Consigne détaillée —
Rédigez la suite du texte sur Doodle en reprenant juste après sa dernière phrase, s’il vous plaît.

Quels sont vos principaux défis ?
Je ne suis pas ingénieur, mais j’ai une forte expérience des changements nécessaires à la croissance des entreprises, notamment dans l’univers des médias digitaux. J’aurais donc la tâche d’utiliser la force d’un groupe de presse comme Tamedia, au mieux des intérêts de Doodle, de coordonner nos expertises, tout en gardant notre esprit start-up et notre identité. Après 100 jours à ce poste, je ne vois aucune raison pour que nous ne décuplions pas rapidement nos 20 millions d’utilisateurs mensuels.

Justement, quel est leur profil ? Votre offre s’adresse à la fois aux particuliers et aux entreprises, avec une version gratuite mais également une version premium…
Aujourd’hui, nos utilisateurs sont répartis de manière égale entre les deux mondes. Quand Doodle s’est lancée, ce sont les particuliers qui ont été tout d’abord séduit et nous avons bénéficié d’un fort effet de bouche à oreille…. Mais le succès de l’outil, sa simplicité d’utilisation, ont fait que nous avons rapidement dépassé ce cadre. C’est avec ce genre de résultat que l’on peut se rendre compte que les fondateurs ont fait un travail formidable, avec un produit suisse solide et intuitif qui séduit énormément. Face à ce succès, certains ont pensé que Doodle était une start-up américaine !

Comment se répartissent vos revenus ?
En 2013, la publicité (sur la version gratuite) représentait environ 87% de nos revenus. Le pourcentage restant étant apporté à la fois par la version premium et par le téléchargement de nos applications mobiles. Cela va rapidement changer. La part de notre offre premium devrait atteindre 50% environ du total sous 4 ans. Les utilisateurs business l’apprécient particulièrement, car elle répond à certaines de leurs attentes les plus courantes, comme une intégration avec leur propre charte graphique et une réconciliation des fuseaux horaires pour les rendez-vous internationaux.

Comptez-vous diversifier cette offre ? Apporter des services complémentaires ?

Éléments conservés d’une collection:
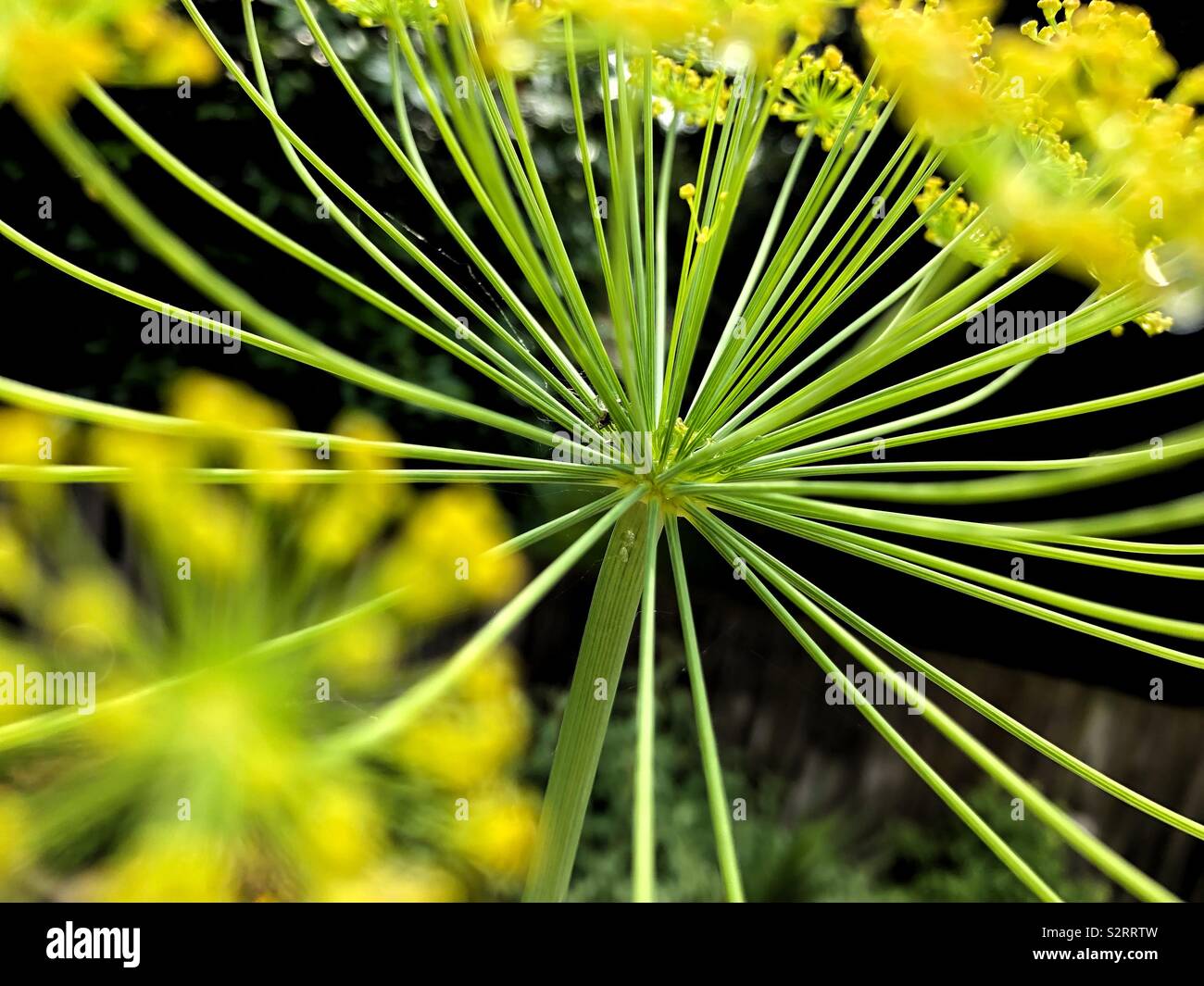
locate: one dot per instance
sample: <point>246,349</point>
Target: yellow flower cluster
<point>46,46</point>
<point>194,721</point>
<point>678,87</point>
<point>819,93</point>
<point>982,245</point>
<point>444,560</point>
<point>1059,131</point>
<point>512,34</point>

Réponse proposée —
Doodle a commencé à se positionner sur le sujet il y a de cela 15 mois, avec BookMe, une solution dédiée aux TPE, comme les salons de coiffure ou de massage par exemple, pour leur permettre de gérer la prise de rendez-vous de leurs clients. Ce marché est très fragmenté, mais je ne connais aucun coiffeur qui préfère avoir à répondre au téléphone toute la journée plutôt que de couper les cheveux de ses clients ! Cette approche B2B est essentielle pour notre croissance, notamment sur le marché français qui a un pool énorme de TPE.

Quelle place tient la France dans vos activités ?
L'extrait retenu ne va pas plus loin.